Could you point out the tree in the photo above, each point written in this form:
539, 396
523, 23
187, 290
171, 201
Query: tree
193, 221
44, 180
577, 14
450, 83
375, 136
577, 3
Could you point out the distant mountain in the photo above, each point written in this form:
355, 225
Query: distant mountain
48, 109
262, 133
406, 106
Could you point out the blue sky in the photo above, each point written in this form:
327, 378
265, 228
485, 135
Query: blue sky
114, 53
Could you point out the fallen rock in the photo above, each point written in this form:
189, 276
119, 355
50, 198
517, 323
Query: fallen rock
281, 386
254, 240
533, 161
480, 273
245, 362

===

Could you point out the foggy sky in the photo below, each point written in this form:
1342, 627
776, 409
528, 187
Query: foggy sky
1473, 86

===

(What you need to do):
Please pull out each line in the entries above that contains the word "photo", and list those lines in full.

(Expected answer):
Could you point out the tree in the photo above, each point written in this form:
Could you point out the distant mountain in the photo above, each point written in this form:
Could you point out the blue sky in the photo above, each point written in this form:
Could you point out the fallen rock in the photo above, each point written in this form:
Could you point out the foggy sky in the photo below, each point written in this form:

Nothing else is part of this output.